§ Actividad A:
En el texto sobre John Sutter, ¿quiénes asaltaron la fortaleza del suizo?
§ Actividad B:
Extrae sin cambios del texto sobre John Sutter el fragmento que empieza con "Sin oro ni aguardiente, el" y sigue hasta "parte seguía vacío.".

La ruina devoró al propio John Sutter. Los pioneros de Oregón, que se regían por el principio de que la tierra era para quien la trabajara, asaltaron la fortaleza del suizo. El ejército intentó defender el territorio de Sutter, pero tras quince días de tumultos sangrientos alguien incendió el edificio donde guardaba los títulos de propiedad y Sutter se retiró a las montañas. Allí escribió el testimonio de su decadencia: «Cuando llegó la primera noticia del oro, mis obreros comenzaron a marcharse. Me quedé en el fuerte, solo, con algunos mecánicos fieles y ocho inválidos. Mis empleados mormones también perdieron todos los escrúpulos. Bajo mi ventana pasaba un desfile ininterrumpido que venía a los terrenos de Coloma. Monterrey y las ciudades del sur se vaciaron y mi hacienda se inundó de gente. Comenzó así mi desgracia.

»Se pararon mis molinos. Me robaron hasta la rueda. Mis curtidurías quedaron desiertas. El cuero enmohecía y las pieles brutas se pudrían. Mis empleados indios y canacos se marchaban con sus hijos. Reunían el oro y lo canjeaban por aguardiente. Mis pastores abandonaron el rebaño, mis plantadores las plantaciones, los obreros su trabajo. Mis trigales se pudrían de raíz, nadie recolectaba la cosecha de mis huertos, las más hermosas vacas lecheras mugían de hambre hasta morir. Unos hombres vinieron a buscarme y me suplicaron que subiera con ellos a Coloma,  a buscar oro. Me fui con ellos, no tenía otra cosa que hacer». Sutter buscó oro en un torrente apartado, pero pronto llegaron «multitudes sin permiso» que montaban destilerías y emborrachaban a los indios compañeros de Sutter. «Yo me establecía cada vez más arriba en la montaña, pero esa maldita ralea de destiladores nos seguía por doquier. Mis hombres se jugaban el salario o el oro reunido y estaban borrachos la mayor parte del tiempo. Desde la cima de esas montañas veía el inmenso país que yo había fertilizado: lo estaban entregando al pillaje y a los incendios. En el fondo de la bahía se iba edificando una ciudad desconocida que crecía a simple vista y el mar aparecía lleno de barcos. Han construido una ciudad maldita, San Francisco, en el lugar exacto que escogí para desembarcar a mis trabajadores canacos. Si hubiera podido cumplir mis planes, en poco tiempo habría sido el hombre más rico del mundo. Pero el descubrimiento del oro en mis tierras me ha arruinado. Maldito sea el oro. Durante estos años, la vida ha sido un infierno. Se robaba, se asesinaba, todo el mundo se entregaba al bandidaje. Muchos se han vuelto locos o se han suicidado. Todo esto por el oro, que se convertía en aguardiente».

Sin oro ni aguardiente, el infierno se templó. Pero los miles de aventureros y visionarios se quedaron a vivir y formaron esa masa en la que fermentó California. Después llegaron otros emigrantes más silenciosos: mano de obra de todo el mundo para un continente que en gran parte seguía vacío.

§ Datos mostrados:
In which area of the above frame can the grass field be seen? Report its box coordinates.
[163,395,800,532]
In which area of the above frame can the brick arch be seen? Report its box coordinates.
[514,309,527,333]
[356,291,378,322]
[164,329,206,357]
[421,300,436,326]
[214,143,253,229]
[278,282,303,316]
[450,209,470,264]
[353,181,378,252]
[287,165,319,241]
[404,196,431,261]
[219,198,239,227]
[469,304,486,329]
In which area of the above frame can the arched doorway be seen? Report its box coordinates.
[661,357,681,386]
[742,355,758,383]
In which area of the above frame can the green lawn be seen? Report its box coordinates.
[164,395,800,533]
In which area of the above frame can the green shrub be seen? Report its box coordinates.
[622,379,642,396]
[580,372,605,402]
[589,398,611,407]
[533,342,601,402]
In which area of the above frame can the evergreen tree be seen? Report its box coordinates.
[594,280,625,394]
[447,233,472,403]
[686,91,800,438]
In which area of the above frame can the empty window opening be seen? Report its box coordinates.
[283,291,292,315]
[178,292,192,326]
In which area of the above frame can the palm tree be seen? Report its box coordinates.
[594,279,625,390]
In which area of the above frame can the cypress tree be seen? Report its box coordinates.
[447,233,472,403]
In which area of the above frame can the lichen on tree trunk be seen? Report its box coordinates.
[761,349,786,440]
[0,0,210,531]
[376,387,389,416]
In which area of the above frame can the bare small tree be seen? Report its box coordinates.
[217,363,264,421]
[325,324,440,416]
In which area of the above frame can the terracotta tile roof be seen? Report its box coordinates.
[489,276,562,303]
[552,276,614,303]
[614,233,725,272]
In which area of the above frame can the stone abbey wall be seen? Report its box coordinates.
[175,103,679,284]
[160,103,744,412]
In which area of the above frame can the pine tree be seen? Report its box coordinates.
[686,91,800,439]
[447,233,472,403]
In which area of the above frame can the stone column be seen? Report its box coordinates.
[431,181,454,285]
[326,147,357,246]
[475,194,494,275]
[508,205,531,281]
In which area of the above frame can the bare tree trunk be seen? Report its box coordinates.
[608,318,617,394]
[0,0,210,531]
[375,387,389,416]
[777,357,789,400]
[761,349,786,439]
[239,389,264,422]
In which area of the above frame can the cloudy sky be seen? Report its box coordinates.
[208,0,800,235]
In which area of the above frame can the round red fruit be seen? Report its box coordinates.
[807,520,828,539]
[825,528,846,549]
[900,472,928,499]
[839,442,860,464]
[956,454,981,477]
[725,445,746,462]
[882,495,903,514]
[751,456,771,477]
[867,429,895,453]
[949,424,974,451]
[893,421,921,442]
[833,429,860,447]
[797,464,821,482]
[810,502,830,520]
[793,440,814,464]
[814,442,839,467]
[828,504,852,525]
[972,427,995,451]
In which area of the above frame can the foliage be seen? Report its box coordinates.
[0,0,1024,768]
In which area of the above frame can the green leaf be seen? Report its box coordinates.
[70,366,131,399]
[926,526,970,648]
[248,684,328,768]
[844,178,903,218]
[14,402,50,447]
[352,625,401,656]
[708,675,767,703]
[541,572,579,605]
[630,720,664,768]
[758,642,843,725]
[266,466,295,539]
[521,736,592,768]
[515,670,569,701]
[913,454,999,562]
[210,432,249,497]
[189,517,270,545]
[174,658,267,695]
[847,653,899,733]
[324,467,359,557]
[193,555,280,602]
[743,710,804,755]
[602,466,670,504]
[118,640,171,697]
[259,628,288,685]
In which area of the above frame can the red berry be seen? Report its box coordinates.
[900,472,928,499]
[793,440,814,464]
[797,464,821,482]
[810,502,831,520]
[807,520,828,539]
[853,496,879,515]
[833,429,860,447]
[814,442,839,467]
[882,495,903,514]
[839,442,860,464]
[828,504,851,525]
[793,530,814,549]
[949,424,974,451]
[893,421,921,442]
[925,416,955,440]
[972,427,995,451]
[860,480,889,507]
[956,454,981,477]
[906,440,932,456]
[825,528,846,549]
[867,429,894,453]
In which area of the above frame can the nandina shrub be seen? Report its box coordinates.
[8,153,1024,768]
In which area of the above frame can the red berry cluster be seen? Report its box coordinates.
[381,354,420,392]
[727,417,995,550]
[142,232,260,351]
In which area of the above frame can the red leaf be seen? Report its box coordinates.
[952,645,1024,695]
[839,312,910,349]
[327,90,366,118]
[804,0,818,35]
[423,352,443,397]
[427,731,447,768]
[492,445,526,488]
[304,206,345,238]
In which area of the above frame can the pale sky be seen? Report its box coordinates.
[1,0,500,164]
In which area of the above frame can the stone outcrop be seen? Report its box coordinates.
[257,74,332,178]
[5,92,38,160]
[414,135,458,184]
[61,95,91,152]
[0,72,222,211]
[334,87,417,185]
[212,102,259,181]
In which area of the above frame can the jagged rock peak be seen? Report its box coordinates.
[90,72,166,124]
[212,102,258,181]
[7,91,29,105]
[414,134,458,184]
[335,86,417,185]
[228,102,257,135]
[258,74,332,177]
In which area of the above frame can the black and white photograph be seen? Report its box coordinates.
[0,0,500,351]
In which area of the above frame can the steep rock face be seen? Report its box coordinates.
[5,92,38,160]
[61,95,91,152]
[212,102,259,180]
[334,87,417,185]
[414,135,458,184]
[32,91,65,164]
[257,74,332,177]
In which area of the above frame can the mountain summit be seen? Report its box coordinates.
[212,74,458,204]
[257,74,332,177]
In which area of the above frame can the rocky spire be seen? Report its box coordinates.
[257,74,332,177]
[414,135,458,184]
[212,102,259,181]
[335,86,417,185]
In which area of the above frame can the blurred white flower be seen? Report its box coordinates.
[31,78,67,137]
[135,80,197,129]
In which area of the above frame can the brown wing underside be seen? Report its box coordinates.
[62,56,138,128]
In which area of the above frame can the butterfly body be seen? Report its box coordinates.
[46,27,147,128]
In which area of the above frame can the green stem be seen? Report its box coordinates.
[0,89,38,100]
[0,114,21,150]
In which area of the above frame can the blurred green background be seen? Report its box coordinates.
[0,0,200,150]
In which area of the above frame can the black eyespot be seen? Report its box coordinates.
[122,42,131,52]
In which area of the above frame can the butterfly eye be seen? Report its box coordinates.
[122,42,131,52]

§ Tu solución A:
Los pioneros de Oregón.

§ Tu solución B:
Sin oro ni aguardiente, el infierno se templó. Pero los miles de aventureros y visionarios se quedaron a vivir y formaron esa masa en la que fermentó California. Después llegaron otros emigrantes más silenciosos: mano de obra de todo el mundo para un continente que en gran parte seguía vacío.